# TASK GOAL
Copy the lines of the records from the one containing "Every instance of the areas" through the one containing "POLYGON ((119 235, 121", swapping "half-timbered" for "timber-framed" and leaving everything else unchanged.

# RECORDS FOR PROCESSING
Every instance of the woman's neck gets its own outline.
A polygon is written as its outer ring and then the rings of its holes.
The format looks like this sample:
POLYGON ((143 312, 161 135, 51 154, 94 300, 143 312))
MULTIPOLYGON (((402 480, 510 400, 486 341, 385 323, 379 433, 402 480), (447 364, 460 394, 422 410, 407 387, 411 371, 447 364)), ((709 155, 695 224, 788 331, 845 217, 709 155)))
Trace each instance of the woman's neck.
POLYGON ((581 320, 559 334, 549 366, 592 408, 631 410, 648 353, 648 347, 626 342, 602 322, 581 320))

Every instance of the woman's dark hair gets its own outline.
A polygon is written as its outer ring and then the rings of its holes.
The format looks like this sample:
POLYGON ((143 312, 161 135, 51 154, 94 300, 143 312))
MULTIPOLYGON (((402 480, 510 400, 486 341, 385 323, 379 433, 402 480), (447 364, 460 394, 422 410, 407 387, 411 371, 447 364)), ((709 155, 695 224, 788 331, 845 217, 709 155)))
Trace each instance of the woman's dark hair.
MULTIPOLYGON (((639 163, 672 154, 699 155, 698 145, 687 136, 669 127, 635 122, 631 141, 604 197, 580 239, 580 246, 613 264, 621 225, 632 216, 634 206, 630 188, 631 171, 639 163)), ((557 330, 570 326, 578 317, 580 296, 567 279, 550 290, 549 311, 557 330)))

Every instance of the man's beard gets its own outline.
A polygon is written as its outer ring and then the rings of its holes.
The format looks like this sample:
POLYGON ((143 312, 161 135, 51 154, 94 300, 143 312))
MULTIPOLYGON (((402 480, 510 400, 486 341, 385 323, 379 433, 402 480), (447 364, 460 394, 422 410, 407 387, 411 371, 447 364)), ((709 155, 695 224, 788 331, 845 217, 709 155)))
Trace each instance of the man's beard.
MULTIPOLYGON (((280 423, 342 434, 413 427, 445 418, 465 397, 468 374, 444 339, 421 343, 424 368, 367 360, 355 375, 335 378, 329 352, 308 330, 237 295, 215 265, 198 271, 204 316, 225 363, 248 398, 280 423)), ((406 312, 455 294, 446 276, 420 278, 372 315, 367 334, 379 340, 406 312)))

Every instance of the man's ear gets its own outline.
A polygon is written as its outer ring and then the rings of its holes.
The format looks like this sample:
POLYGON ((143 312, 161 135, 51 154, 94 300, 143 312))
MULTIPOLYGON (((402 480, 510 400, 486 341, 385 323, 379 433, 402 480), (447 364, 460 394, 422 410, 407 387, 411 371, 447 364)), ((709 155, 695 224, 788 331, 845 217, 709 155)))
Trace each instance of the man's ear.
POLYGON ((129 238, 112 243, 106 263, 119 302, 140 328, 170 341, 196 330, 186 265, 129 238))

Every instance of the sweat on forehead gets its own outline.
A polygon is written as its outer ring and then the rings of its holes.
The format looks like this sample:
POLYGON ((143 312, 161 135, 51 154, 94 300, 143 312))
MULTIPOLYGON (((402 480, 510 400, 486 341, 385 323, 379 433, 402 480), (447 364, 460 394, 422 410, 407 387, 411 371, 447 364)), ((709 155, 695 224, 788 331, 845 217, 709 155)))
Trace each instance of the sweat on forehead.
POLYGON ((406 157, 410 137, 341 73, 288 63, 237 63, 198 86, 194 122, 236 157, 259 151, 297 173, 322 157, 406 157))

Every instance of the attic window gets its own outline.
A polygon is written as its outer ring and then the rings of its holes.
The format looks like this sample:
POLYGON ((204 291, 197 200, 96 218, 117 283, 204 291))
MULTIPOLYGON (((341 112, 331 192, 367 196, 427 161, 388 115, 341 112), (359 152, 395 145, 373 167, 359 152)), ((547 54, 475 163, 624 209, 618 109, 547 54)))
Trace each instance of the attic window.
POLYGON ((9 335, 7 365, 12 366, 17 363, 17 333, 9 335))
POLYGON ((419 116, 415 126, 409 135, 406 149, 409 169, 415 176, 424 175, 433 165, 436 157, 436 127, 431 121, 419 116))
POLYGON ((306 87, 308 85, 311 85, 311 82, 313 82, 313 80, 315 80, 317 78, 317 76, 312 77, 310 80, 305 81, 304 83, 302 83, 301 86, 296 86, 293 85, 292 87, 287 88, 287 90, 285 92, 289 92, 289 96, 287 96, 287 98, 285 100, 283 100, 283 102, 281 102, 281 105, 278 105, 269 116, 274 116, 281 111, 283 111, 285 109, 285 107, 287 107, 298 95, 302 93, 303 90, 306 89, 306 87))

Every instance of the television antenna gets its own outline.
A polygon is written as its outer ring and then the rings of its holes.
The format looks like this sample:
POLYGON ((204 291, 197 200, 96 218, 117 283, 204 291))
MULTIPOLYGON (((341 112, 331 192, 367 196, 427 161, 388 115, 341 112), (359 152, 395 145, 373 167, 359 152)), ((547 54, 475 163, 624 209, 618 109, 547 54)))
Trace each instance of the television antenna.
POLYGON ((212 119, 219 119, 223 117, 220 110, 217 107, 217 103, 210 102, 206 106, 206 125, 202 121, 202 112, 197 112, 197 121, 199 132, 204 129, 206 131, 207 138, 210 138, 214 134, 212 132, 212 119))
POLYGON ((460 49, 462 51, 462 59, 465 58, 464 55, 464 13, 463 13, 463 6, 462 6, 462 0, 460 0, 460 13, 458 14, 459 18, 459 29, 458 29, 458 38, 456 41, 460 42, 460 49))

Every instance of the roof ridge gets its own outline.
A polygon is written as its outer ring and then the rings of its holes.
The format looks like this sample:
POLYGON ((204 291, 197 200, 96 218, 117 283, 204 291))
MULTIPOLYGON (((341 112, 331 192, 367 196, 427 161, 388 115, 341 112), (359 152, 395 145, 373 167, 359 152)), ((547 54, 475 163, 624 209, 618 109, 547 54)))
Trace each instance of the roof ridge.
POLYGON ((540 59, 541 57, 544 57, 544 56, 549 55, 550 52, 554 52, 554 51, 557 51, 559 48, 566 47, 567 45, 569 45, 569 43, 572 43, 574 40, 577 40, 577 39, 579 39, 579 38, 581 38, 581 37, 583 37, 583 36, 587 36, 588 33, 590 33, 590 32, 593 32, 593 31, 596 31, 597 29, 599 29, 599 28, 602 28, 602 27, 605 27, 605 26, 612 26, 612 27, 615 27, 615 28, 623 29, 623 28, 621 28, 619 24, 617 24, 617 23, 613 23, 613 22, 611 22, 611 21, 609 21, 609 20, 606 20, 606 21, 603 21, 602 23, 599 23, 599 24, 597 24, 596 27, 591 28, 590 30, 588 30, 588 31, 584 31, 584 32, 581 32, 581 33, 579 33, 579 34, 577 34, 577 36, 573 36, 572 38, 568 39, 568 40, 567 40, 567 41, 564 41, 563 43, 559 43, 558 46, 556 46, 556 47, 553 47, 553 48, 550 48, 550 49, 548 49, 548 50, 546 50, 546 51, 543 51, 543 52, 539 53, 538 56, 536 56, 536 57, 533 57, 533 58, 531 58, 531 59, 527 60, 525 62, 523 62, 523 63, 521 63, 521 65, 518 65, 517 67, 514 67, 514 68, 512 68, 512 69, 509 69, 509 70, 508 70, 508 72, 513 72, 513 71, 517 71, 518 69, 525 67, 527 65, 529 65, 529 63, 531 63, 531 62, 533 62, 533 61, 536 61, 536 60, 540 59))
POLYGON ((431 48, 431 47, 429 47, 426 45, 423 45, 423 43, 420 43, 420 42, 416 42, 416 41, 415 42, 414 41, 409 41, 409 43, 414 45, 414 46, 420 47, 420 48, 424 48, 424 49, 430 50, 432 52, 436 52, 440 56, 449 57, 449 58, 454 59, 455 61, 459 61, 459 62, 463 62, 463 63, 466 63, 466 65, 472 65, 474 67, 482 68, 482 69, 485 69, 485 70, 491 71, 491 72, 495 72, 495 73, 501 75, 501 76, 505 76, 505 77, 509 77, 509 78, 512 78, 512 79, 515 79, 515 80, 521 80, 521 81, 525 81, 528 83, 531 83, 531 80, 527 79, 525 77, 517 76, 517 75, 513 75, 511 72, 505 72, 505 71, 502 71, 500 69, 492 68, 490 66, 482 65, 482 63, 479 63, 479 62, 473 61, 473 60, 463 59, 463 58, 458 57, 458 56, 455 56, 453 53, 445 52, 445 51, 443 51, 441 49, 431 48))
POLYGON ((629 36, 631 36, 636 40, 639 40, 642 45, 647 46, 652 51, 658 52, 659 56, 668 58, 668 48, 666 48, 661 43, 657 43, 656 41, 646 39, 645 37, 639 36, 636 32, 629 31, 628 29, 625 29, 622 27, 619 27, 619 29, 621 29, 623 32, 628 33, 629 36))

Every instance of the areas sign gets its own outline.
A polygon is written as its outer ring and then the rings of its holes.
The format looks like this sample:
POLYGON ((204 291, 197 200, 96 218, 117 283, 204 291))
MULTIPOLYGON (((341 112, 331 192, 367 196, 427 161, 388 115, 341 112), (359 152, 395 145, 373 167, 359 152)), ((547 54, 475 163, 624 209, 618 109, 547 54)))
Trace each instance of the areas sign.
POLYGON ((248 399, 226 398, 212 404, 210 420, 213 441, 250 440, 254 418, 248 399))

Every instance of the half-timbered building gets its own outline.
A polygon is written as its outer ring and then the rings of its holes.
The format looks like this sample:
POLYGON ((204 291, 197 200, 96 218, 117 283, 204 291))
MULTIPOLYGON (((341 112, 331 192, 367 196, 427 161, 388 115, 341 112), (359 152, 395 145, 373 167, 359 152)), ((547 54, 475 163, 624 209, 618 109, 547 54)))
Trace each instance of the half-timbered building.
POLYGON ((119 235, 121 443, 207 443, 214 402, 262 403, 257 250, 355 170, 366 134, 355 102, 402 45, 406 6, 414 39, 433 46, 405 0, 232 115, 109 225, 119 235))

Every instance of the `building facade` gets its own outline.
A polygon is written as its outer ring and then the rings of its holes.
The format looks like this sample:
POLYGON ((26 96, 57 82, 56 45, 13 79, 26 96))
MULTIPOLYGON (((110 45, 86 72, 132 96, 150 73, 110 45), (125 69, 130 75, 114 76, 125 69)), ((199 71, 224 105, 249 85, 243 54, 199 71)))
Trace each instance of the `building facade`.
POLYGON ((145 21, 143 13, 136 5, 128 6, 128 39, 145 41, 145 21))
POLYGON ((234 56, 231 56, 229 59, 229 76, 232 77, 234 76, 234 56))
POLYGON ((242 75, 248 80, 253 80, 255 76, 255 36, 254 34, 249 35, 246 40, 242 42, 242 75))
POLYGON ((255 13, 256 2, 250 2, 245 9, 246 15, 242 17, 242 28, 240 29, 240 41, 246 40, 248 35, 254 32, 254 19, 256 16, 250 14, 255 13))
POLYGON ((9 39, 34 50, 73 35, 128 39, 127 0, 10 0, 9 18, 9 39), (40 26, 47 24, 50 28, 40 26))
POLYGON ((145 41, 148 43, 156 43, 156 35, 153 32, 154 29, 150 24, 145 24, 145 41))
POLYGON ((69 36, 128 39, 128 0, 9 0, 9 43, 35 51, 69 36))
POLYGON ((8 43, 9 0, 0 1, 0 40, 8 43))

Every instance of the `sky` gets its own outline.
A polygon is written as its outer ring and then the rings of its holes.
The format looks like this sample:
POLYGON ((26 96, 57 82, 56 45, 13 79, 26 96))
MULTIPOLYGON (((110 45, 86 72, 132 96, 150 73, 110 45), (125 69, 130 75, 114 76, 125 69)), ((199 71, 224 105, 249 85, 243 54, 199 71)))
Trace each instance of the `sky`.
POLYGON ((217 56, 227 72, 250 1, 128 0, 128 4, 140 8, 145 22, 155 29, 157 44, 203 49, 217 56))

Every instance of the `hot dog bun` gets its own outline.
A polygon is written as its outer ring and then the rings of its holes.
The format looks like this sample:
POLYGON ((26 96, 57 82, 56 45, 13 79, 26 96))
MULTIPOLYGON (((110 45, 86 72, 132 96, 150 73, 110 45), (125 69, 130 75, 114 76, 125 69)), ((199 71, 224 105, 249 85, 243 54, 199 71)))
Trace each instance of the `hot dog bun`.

# TASK RESPONSE
Every instance of the areas sign gets its own outline.
A polygon is written as its outer ring and then the rings of its holes.
The format looks like this sample:
POLYGON ((204 291, 197 200, 96 218, 117 283, 204 291))
MULTIPOLYGON (((341 112, 331 192, 367 196, 427 161, 388 115, 341 112), (359 152, 395 145, 373 167, 359 152)), ((547 54, 475 163, 624 209, 618 109, 547 54)))
Trace each instance of the areas sign.
POLYGON ((248 399, 226 398, 212 404, 210 420, 213 441, 250 440, 254 418, 248 399))

Every instance of the timber-framed building gets its own outline.
A polygon is written as its outer ring and then the rings of its holes.
The format looks like this sample:
POLYGON ((204 291, 197 200, 96 218, 117 283, 204 291))
MULTIPOLYGON (((341 112, 331 192, 367 196, 427 161, 388 115, 341 112), (359 152, 395 145, 373 167, 359 152)), ((547 54, 475 163, 624 209, 618 109, 547 54)))
Trace each instance of the timber-framed building.
POLYGON ((119 235, 121 443, 207 443, 214 402, 262 403, 257 250, 355 170, 366 134, 355 102, 402 45, 406 6, 414 39, 433 46, 405 0, 232 115, 109 225, 119 235))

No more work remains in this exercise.